» What you will do
Please return every line of the listing. Keep each one exact.

» Data under study
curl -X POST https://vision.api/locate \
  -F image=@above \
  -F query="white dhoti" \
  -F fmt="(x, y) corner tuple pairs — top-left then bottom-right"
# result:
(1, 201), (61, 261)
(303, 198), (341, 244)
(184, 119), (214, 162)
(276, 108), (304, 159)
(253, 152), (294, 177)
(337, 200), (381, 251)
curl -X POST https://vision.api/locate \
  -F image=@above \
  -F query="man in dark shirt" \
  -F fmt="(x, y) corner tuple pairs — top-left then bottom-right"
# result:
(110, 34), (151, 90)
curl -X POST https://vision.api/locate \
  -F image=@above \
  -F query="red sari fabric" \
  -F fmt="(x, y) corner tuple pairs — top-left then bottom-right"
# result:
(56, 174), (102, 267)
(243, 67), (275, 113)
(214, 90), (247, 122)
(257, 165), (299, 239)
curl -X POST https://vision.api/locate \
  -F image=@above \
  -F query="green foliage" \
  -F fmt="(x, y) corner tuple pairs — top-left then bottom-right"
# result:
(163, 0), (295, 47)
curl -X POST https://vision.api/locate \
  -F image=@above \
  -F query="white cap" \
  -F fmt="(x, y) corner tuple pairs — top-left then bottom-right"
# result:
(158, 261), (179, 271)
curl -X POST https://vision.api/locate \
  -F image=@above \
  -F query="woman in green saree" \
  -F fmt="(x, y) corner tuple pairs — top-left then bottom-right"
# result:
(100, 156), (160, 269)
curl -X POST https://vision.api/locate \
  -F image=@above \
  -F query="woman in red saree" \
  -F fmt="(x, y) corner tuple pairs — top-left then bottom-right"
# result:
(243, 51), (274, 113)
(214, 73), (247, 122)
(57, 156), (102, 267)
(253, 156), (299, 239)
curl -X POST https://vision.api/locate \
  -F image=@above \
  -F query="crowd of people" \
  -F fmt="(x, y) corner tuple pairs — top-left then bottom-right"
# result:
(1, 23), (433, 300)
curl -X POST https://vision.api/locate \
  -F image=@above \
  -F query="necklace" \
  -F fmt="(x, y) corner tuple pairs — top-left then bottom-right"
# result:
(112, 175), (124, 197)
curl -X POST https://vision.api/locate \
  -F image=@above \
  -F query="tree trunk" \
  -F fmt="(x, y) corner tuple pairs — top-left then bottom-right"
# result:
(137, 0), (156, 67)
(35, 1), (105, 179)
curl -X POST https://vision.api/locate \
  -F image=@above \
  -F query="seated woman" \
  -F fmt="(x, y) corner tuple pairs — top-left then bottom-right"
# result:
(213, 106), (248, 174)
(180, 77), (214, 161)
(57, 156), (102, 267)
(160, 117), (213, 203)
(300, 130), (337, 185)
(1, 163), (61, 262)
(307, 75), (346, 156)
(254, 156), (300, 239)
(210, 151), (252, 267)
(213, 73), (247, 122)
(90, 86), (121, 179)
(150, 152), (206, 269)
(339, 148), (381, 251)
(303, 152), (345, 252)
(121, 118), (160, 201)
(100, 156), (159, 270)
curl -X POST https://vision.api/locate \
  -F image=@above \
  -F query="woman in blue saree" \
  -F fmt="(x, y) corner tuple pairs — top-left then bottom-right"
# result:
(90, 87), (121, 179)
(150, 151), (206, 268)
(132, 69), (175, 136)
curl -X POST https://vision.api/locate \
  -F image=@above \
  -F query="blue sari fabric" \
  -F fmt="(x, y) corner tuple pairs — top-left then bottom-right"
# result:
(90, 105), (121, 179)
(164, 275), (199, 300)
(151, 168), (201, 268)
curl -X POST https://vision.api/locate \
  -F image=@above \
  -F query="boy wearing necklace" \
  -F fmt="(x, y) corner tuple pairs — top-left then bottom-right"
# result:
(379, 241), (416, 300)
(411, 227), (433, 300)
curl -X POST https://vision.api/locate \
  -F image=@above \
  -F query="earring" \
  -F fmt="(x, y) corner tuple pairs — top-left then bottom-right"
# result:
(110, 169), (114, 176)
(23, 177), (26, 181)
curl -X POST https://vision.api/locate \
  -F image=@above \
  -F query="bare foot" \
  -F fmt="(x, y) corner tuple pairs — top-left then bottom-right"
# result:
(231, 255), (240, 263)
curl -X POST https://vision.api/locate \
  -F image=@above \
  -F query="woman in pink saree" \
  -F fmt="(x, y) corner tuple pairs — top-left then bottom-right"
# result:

» Answer space
curl -X POST https://vision.api/locate \
  -F image=@above \
  -F query="white dhoti" \
  -F fmt="(x, y) corner tuple pairs — top-left then bottom-right"
# result:
(1, 201), (61, 261)
(303, 198), (341, 244)
(184, 119), (214, 162)
(276, 108), (304, 159)
(253, 152), (294, 177)
(337, 200), (381, 251)
curl -X POST https://vision.api/locate \
  -F image=@above \
  -F query="man in dark shirt" \
  -F fmt="(x, y) corner tuple pairs — top-left then bottom-right"
# result:
(110, 34), (151, 90)
curl -X POST https://vision.api/locate \
  -F image=@above \
  -F query="red sari fabric" \
  -F fmt="(x, y) corner tuple pairs — top-left then bottom-right"
# result:
(56, 174), (102, 267)
(243, 67), (275, 113)
(214, 90), (247, 122)
(257, 165), (299, 239)
curl -X POST https://vision.api/locate \
  -F image=@above \
  -F query="green foliage" \
  -F fmt="(x, y) corner tuple pairs — top-left then bottom-right"
# result:
(163, 0), (295, 47)
curl -X POST https://vision.api/locate \
  -F image=@above \
  -F query="white cap" \
  -F fmt="(x, y) corner tuple pairs — top-left then bottom-right"
# result:
(158, 261), (179, 271)
curl -X POST https://vision.api/locate \
  -F image=@above \
  -F query="woman in green saree" \
  -F fmt="(x, y) corner tuple pairs — top-left then bottom-right"
# result:
(100, 156), (160, 269)
curl -X POST https://vision.api/locate \
  -F image=@above \
  -F query="woman in red saree" \
  -F fmt="(x, y) corner tuple pairs — top-left then bottom-right"
# result:
(243, 51), (274, 113)
(214, 73), (247, 122)
(57, 156), (102, 267)
(253, 156), (299, 239)
curl -X POST https://vision.api/locate \
  -F image=@above \
  -F query="crowd of people" \
  -F fmt="(x, y) corner tuple pairs — top-left then bottom-right"
# result:
(1, 23), (433, 300)
curl -X POST https://vision.api/locate \
  -F image=@above \
  -F query="necklace" \
  -F fmt="(x, y) corner tuple pairs — top-left then bottom-right"
# result:
(112, 175), (124, 197)
curl -X POST https://vision.api/locate \
  -F image=@above \
  -F query="tree trunk" \
  -F fmt="(x, y) corner tuple pairs — top-left then bottom-right"
# result:
(137, 0), (156, 67)
(35, 1), (105, 179)
curl -X POST https://vision.api/locate \
  -F image=@above \
  -F query="seated woman" \
  -F fmt="(x, y) corner tuple pairs — top-left then bottom-right"
# result:
(213, 106), (248, 174)
(180, 77), (214, 161)
(57, 156), (102, 267)
(160, 117), (213, 203)
(300, 130), (337, 185)
(1, 163), (61, 262)
(307, 75), (346, 156)
(254, 156), (300, 239)
(210, 151), (252, 267)
(213, 73), (247, 122)
(90, 86), (121, 179)
(150, 152), (206, 269)
(339, 148), (381, 251)
(303, 152), (345, 252)
(121, 118), (160, 201)
(100, 156), (159, 270)
curl -X POST https://vision.api/locate \
  -F image=@above \
  -F query="woman in blue saree" \
  -F fmt="(x, y) corner tuple pairs — top-left then bottom-right"
# result:
(90, 87), (121, 179)
(150, 151), (206, 268)
(132, 69), (175, 136)
curl -X POST https://vision.api/locate \
  -F image=@above \
  -F query="blue sari fabric" \
  -F fmt="(x, y) corner tuple pairs — top-left then bottom-right"
# result:
(90, 105), (121, 179)
(164, 275), (199, 300)
(151, 168), (201, 268)
curl -X POST https://vision.api/locate \
  -F image=@above \
  -F query="boy wearing necklace" \
  -F fmt="(x, y) corner tuple pairs — top-left then bottom-right"
# result:
(379, 241), (416, 300)
(411, 227), (433, 300)
curl -X POST https://vision.api/locate \
  -F image=@above \
  -F query="earring" \
  -F fmt="(x, y) corner tuple pairs — top-left then bottom-right"
# result:
(110, 169), (114, 176)
(23, 177), (26, 181)
curl -X POST https://vision.api/locate \
  -F image=@above \
  -F query="bare foot" \
  -F fmt="(x, y) corner tuple pairs — top-left then bottom-right"
# result:
(231, 255), (240, 263)
curl -X POST https://vision.api/locate \
  -F image=@above \
  -F query="woman in pink saree" \
  -F fmt="(x, y) corner tuple pairs — top-left then bottom-right"
# result:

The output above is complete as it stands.